▶ [出題 A]:
次の(i)〜(iii)は、トグルスイッチの記事の内容と合っていますか？それぞれ「はい」か「いいえ」で答え、判断の決め手となる記事の語句を一字一句違えずに引用してください。
(i) 背が一番高いのはスイッチクラフト縦型である。
(ii) 手持ちのサンプルでは、取り付け部分のネジ切りが一番長いのはスイッチクラフトである。
(iii) 横型のトグルスイッチは、一般的にボディ厚が薄いギターなどに使われる。

--- 文書本文 ---

トグルスイッチを観る 其の2
2014-10-28 「パーツの人」でございます。Facebookで投稿していました、「パーツの人」の”観る”のコーナーですが、前回、前々回の分を当店ブログスペースにも掲載させていただきまっす。投稿の時間軸が逆転してしまいますが宜しければご覧下さいませませ。
—– 以下、転載 —–
「パーツの人」でございます。
”観る”、2回目です。引き続きトグルスイッチを観てみます。

今回は取り付けに関係するサイズについて。 とは言いましてもトグルスイッチの全体のサイズに関してはほぼ見たままです。箱型が背が低く、次に国産系縦型、一番背が高いのがスイッチクラフト縦型です。下の段は横型のトグルスイッチで、一般的にボディ厚が薄いギターなどに使用されています。ちなみに左が国産タイプで右がスイッチクラフトです。サイズ的には箱型も横型の代用が利きそうです。この辺りは単純にその大きさで入る・入らないに関係してきますので、交換する際は今使用しているトグルスイッチがどのタイプなのか?また今使用しているトグルスイッチに対してギター側のスペースにどの程度余裕があるのか?でチョイスする幅が変わってきます。
ところで、各トグルスイッチの取り付け部分のネジ切りの長さに注目してみると、手持ちのサンプルでは箱型が一番長く、スイッチクラフトだけ縦型も横型も極端に短いのが判りました。実はこの部分が少々判りづらい問題点となっています。トグルスイッチはボディやプレート挟み込んで固定しますが、このネジ部分が短いと取り付けたい場所に厚みがある場合は取り付けが出来なくなります。クオリティが高いスイッチということで、スイッチクラフトに交換希望のケースも多いですが、その時プレートやピックガードなど板物に固定する場合はさして問題になりませんが、ボディトップに直接取り付ける場合などは注意が必要になります。

---

▶ [出題 B]: エントリのうち、「Return one point per instance of the concrete」を含む行で始まりエントリの最後で終わる部分だけを、指示文も含めてもう一度書き出し、解答の座標の数値をすべて74ずつずらしてもらえますか？

--- 入力データ ---

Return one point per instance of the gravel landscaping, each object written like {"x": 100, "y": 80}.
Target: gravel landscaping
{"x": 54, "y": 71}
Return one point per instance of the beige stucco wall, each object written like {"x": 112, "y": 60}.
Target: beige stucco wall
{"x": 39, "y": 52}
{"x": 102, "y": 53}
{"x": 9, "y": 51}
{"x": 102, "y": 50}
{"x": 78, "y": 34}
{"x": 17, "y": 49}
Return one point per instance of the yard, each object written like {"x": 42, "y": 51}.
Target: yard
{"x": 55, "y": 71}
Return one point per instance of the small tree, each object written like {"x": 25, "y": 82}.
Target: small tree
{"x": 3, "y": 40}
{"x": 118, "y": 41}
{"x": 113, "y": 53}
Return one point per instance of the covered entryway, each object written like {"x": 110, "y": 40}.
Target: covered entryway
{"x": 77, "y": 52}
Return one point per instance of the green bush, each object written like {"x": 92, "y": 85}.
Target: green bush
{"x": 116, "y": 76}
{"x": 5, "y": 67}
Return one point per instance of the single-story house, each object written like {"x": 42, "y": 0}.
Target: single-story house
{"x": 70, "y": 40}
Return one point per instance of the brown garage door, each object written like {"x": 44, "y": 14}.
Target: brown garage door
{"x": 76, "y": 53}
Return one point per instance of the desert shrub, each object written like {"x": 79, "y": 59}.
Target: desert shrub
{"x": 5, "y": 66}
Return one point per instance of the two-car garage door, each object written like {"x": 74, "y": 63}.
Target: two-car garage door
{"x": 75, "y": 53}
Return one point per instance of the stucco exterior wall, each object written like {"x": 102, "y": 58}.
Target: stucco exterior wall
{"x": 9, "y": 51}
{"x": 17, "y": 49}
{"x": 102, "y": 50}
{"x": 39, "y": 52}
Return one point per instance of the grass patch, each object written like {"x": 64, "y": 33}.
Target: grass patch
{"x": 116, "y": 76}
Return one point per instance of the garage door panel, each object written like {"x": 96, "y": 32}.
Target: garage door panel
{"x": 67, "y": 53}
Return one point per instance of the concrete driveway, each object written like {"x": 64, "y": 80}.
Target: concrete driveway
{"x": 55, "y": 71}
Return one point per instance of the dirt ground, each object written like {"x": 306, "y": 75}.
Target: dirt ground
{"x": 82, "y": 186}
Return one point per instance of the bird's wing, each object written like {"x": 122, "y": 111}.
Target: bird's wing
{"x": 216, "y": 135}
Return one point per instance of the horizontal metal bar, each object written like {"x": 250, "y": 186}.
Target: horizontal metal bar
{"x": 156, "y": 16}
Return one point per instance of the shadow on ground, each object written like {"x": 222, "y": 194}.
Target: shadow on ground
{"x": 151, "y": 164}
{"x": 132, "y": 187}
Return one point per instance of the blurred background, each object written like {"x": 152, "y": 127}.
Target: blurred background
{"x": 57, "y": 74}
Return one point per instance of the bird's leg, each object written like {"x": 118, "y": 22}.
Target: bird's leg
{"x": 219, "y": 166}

---

▶ [記述回答 A]:
(i) はい。「一番背が高いのがスイッチクラフト縦型です」
(ii) いいえ。「手持ちのサンプルでは箱型が一番長く、スイッチクラフトだけ縦型も横型も極端に短いのが判りました」
(iii) はい。「一般的にボディ厚が薄いギターなどに使用されています」

▶ [記述回答 B]:
Return one point per instance of the concrete driveway, each object written like {"x": 64, "y": 80}.
Target: concrete driveway
{"x": 129, "y": 145}
Return one point per instance of the dirt ground, each object written like {"x": 306, "y": 75}.
Target: dirt ground
{"x": 156, "y": 260}
Return one point per instance of the bird's wing, each object written like {"x": 122, "y": 111}.
Target: bird's wing
{"x": 290, "y": 209}
Return one point per instance of the horizontal metal bar, each object written like {"x": 250, "y": 186}.
Target: horizontal metal bar
{"x": 230, "y": 90}
Return one point per instance of the shadow on ground, each object written like {"x": 222, "y": 194}.
Target: shadow on ground
{"x": 225, "y": 238}
{"x": 206, "y": 261}
Return one point per instance of the blurred background, each object written like {"x": 152, "y": 127}.
Target: blurred background
{"x": 131, "y": 148}
Return one point per instance of the bird's leg, each object written like {"x": 118, "y": 22}.
Target: bird's leg
{"x": 293, "y": 240}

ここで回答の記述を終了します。